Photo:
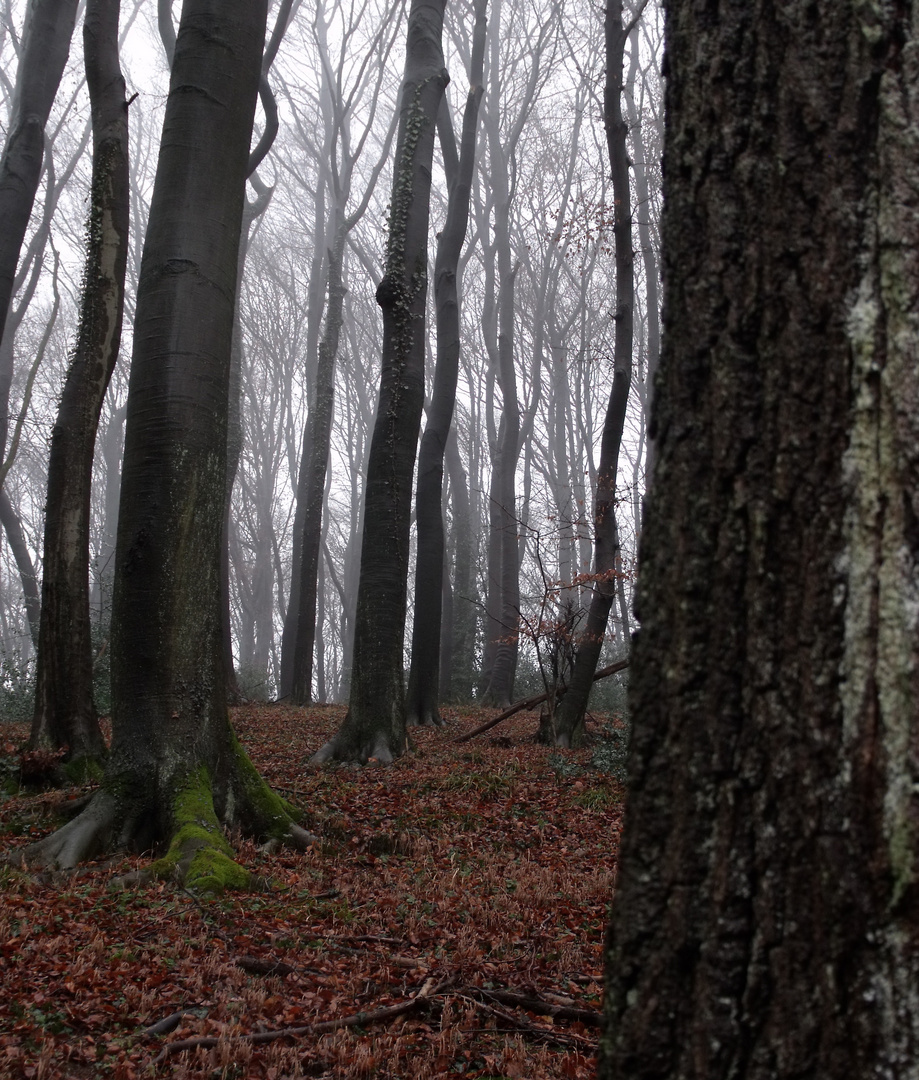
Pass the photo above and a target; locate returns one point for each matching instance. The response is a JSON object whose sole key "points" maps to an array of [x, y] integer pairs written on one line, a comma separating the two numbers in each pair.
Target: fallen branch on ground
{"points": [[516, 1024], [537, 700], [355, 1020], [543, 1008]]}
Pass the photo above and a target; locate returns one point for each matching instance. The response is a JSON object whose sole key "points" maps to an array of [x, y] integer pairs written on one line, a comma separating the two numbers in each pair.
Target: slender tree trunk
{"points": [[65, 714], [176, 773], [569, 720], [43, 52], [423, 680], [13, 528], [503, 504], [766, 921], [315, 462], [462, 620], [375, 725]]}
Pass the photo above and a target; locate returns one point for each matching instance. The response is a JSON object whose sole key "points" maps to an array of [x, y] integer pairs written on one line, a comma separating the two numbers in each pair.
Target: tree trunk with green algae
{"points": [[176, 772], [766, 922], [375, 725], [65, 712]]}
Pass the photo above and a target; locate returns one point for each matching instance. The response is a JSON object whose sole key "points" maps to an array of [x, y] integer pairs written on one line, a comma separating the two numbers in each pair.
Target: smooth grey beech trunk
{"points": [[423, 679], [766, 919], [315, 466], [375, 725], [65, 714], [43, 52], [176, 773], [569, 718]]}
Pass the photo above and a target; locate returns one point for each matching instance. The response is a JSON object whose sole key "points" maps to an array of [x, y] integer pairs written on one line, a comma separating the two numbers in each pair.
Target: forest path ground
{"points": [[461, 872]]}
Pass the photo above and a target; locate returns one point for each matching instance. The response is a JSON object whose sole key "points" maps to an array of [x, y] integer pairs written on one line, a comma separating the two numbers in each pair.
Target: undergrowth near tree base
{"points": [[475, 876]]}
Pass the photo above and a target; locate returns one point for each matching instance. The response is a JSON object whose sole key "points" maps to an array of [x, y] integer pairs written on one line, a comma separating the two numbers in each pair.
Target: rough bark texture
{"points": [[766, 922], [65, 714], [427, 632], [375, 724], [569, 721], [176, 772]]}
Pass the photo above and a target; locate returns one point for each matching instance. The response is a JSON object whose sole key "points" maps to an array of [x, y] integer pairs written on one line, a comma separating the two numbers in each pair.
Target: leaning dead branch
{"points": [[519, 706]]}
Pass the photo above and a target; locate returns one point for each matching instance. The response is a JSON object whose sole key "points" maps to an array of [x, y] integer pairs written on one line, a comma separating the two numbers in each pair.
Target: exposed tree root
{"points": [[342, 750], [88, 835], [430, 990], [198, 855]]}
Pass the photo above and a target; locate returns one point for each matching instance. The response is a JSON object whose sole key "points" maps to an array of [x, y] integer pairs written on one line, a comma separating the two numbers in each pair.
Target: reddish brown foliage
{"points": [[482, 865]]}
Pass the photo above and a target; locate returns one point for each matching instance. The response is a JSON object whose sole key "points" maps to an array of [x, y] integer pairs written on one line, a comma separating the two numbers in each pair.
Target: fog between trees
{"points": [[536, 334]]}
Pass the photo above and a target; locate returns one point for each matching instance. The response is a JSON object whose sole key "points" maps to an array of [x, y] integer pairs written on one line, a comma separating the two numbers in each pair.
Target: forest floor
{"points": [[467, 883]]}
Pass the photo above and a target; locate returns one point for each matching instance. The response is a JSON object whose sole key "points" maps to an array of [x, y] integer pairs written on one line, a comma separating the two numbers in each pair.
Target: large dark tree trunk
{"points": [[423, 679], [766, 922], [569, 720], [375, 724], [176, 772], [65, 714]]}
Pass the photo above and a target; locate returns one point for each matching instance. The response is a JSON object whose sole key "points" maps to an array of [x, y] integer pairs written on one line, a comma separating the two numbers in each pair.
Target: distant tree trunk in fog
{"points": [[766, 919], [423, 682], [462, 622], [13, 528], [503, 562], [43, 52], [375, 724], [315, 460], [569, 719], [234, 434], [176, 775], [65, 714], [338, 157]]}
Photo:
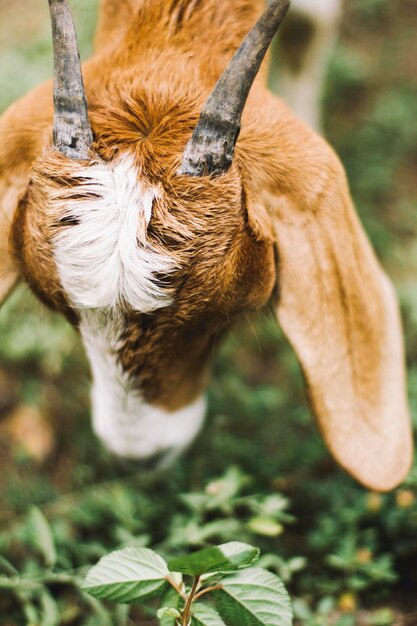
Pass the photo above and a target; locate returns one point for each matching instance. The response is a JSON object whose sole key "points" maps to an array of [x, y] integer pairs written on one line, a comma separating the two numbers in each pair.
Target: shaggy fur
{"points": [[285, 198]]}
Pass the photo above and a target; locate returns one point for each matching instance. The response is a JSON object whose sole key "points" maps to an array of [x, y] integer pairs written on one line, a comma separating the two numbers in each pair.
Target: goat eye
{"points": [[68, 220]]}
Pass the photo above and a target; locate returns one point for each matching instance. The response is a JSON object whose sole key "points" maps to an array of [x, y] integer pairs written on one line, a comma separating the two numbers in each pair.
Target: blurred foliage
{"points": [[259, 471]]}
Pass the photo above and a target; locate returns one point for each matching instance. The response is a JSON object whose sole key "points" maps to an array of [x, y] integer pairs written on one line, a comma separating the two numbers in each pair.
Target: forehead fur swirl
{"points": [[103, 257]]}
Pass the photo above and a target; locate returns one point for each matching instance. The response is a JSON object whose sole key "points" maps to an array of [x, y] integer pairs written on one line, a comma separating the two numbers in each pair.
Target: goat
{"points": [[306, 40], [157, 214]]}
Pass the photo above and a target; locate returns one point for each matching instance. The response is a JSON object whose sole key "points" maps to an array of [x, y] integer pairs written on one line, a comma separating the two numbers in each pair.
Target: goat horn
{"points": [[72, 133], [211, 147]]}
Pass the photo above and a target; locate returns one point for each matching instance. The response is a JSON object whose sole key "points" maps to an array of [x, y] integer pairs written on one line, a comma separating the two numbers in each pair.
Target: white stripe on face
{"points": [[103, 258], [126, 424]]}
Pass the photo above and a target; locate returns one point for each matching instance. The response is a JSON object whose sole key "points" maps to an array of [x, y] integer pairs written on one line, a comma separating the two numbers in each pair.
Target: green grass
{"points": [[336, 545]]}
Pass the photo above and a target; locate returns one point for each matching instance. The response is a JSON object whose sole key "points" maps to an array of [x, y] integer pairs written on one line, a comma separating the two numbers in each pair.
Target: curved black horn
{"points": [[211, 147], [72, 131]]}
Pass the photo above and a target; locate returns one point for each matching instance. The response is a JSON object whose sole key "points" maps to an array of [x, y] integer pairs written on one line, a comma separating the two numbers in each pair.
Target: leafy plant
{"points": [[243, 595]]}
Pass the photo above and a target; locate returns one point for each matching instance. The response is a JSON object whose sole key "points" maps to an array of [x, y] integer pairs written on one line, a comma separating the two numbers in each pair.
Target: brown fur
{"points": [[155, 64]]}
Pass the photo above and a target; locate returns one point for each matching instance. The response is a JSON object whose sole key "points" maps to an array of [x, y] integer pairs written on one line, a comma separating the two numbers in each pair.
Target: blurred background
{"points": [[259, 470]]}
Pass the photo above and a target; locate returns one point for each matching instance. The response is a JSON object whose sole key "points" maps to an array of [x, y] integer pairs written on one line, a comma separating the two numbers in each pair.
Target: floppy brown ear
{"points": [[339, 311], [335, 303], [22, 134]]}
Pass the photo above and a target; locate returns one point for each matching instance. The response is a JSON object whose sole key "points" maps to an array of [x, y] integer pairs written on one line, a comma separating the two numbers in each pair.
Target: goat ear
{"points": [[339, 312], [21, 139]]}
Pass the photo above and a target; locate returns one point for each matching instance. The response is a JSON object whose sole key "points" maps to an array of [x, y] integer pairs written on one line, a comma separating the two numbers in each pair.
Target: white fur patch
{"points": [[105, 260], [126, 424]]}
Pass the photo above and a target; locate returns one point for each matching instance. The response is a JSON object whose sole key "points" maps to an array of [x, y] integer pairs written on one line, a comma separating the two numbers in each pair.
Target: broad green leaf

Exercise prompt
The records above, minus their pictures, are to be returned verbatim.

Reply to the task
Photo:
Pass the photo above and a target; locate returns one point for each matching instance. The response is a JSON object whose sole key "points" maps to an array of [x, y] integer pairs written on one line, a comma separating the two numbers in each pair.
Target: fallen branch on ground
{"points": [[516, 1024], [537, 700], [355, 1020], [543, 1008]]}
Pass the photo above and a target; locate returns one point for each matching instance. The response is a JSON object whose sole key "points" maps to an array of [x, y] integer pairs written on one line, a comma separating the two numbers in each pair.
Target: slender tree trunk
{"points": [[65, 714], [176, 773], [569, 720], [43, 52], [423, 680], [13, 528], [503, 504], [766, 921], [315, 462], [462, 620], [375, 725]]}
Pass the photo above and a target; locate returns one point for each matching instance. The response is a JSON object whose sole key "points" maps to an array of [x, y] integer pairs written on one line, a comma separating the two numbers in each pair.
Target: tree trunk with green algae
{"points": [[176, 772], [766, 922], [375, 725], [65, 712]]}
Pass the photo above and a target; locate returns one point for each matching instance. The response is a JSON object whose sole key "points" maps to an array of [x, y] integer pairs written on one line, a comma separating the two numbers in each pair.
Target: smooth grey beech trunk
{"points": [[423, 679], [766, 919], [315, 466], [375, 725], [65, 714], [43, 52], [176, 773], [569, 718]]}
Pass the photo above and a target; locate returns one point for each matching instance. The response is a JSON object whose sole key "points" maps to an array of [x, y] integer pairs written on one line, a comma separating the two numbers in each pair.
Target: forest path ground
{"points": [[461, 872]]}
Pass the photo above and a target; locate returns one point for each matching instance. The response is a JSON object whose sole key "points" maps to an array of [x, y] integer pairs written on one line, a comma separating the two numbers in each pair.
Target: undergrowth near tree base
{"points": [[475, 876]]}
Pass the photo above and a target; locate returns one point for each matching instance. The response is a JSON object whose sole key "points" maps to an array of [x, y] integer pairs written on one line, a comma separating the two numbers in each pair.
Target: rough bark texture
{"points": [[766, 922], [65, 714], [427, 632], [375, 724], [569, 721], [176, 772]]}
Pass the photo above and a target; locate returns one point for each matching instance. The response is a JSON object whose sole key "points" maps to an array of [x, y] integer pairs written on one line, a comma separating the two numbers in each pair.
Target: leaning dead branch
{"points": [[519, 706]]}
Pass the photo above and a target; locate returns one point for each matching instance. The response is a JSON object whose sole key "points" maps to an array of [x, y] integer pairs written on one line, a comma separating the two numbers in each pair.
Target: exposed tree root
{"points": [[342, 750], [88, 835], [430, 990], [198, 855]]}
Pass the photo above and a target; locate returns one point for each matching instance. The response is a JSON object whose sole key "points" maps to an array of [x, y] integer pairs written on one line, a comma separating the two numbers in each pair.
Target: reddish brown foliage
{"points": [[482, 865]]}
Pass the photo above and a target; locate returns one point for each matching instance. The response is a JSON object whose sole key "points" maps to an array of [x, y] integer pairs written on one line, a comma separating the two numbers in each pair.
Target: fog between trees
{"points": [[536, 334]]}
Pass the photo above and a target; locate returns one point for each matching instance. The response is a JSON object whose sole key "points" maps to an array of [x, y] integer pairs written on one line, a comma separating the two numbers in each pair.
Target: forest floor
{"points": [[467, 883]]}
Pass the photo above and a target; locate returns one point for each matching instance. The response is a JSON object whose sole key "points" maps to an array of [x, y] integer pairs written on one line, a comma separating the two numbers in each pair.
Target: large dark tree trunk
{"points": [[423, 679], [766, 922], [569, 720], [375, 724], [176, 772], [65, 714]]}
Pass the photo above and a target; locate returns one point for each matching instance. The response is a JSON object whose sole key "points" maps to an array of [x, y] integer pairs written on one line, a comma separating the two numbers in each pair.
Target: distant tree trunk in fog
{"points": [[766, 919], [423, 682], [462, 622], [13, 528], [503, 562], [43, 52], [375, 724], [315, 460], [569, 719], [234, 434], [176, 775], [65, 714], [338, 157]]}
Photo:
Pass the photo above and a target; locate returns one point for each matching instance. The response is a JSON object whose sole key "points" maps to an array of [x, y] integer pairs written on one line, a comma separating the two numbers in each pair.
Target: shaggy fur
{"points": [[285, 198]]}
Pass the photo above and a target; locate returns one point for each matching instance. The response is a JSON object whose sole key "points" maps to an array of [x, y] integer pairs written on one line, a comma separating the two numbers in each pair.
Target: goat eye
{"points": [[68, 220]]}
Pass the photo above and a target; locate returns one point for each matching instance. The response is a JSON object whose sole key "points" maps to an array of [x, y] integer pairs written on one line, a comma separating the two numbers in each pair.
Target: blurred foliage
{"points": [[259, 471]]}
Pass the photo above and a target; locate returns one point for each matching instance. The response is a JSON object whose sole key "points" maps to an array of [x, y] integer pairs written on one line, a comma separating the two numbers in each pair.
Target: forehead fur swirl
{"points": [[103, 257]]}
Pass the photo above and a target; locate returns one point for each matching instance. The response is a JSON object whose sole key "points" maps to an array of [x, y] integer pairs written on one line, a comma separating the two numbers in each pair.
Target: goat
{"points": [[306, 40], [157, 214]]}
Pass the photo above and a target; locate returns one point for each matching instance. The response is a JSON object whose sole key "points" maps to an array of [x, y] integer pairs written on one line, a comma separating the two numbers in each pair.
Target: goat horn
{"points": [[72, 133], [211, 147]]}
Pass the photo above and a target; locate returns one point for each matching instance. The response is a JSON object whose sole key "points" maps to an array of [x, y] integer pairs written on one line, a comma separating the two numbers in each pair.
Target: white stripe on face
{"points": [[103, 258], [126, 424]]}
Pass the photo above and a target; locate returns one point for each matching instance. The response is a JSON object whose sole key "points" maps to an array of [x, y] integer pairs written on one line, a comma separating the two numbers in each pair.
Target: green grass
{"points": [[336, 545]]}
Pass the photo above and a target; locate returns one point for each matching instance. The response is a JSON object whose sole key "points" maps to an array of [x, y] integer pairs written on one line, a comma separating the two numbers in each pair.
Target: curved black horn
{"points": [[211, 147], [72, 131]]}
Pass the photo above and a target; locate returns one point for each matching instance. The response is a JSON object whose sole key "points" maps to an array of [x, y] integer pairs written on one line, a comma separating the two numbers in each pair.
Target: leafy plant
{"points": [[243, 595]]}
Pass the photo above and a target; locate returns one point for each matching instance. The response is a JSON object whose sole key "points" maps to an array of [x, y] integer pairs written on one line, a comma separating the two numbers in each pair.
Target: brown fur
{"points": [[155, 64]]}
Pass the photo above and a target; locate returns one point for each matching instance. The response is a JSON object whose sole key "points" maps to an array of [x, y] integer pairs written on one line, a comma separating the two numbers in each pair.
Target: blurred background
{"points": [[259, 470]]}
Pass the photo above and a target; locate returns one point for each matching instance. The response is a JSON object whose sole key "points" maps to an array of [x, y] integer pairs written on one line, a comma separating the two numbers in each pair.
Target: floppy brown ear
{"points": [[339, 311], [335, 303], [22, 134]]}
Pass the photo above and a target; locate returns one point for each matching instance. The response is a JSON object whose sole key "points" maps to an array of [x, y] integer pairs written on one line, a comma separating the two numbers in each pair.
Target: goat ear
{"points": [[339, 312], [21, 139]]}
Pass the photo above and a target; locate returns one point for each matching instance. The response is a JSON object whose sole key "points" maps to an array of [x, y] integer pairs written on one line, a comma separating the two numbers in each pair.
Target: white fur patch
{"points": [[105, 260], [126, 424]]}
Pass the photo above and a target; locate returns one point for each matching instance. The response is a JSON object whose sole key "points" maps to an array of [x, y] integer pairs written on one line, a comma separating the two numbers in each pair.
Target: broad green leaf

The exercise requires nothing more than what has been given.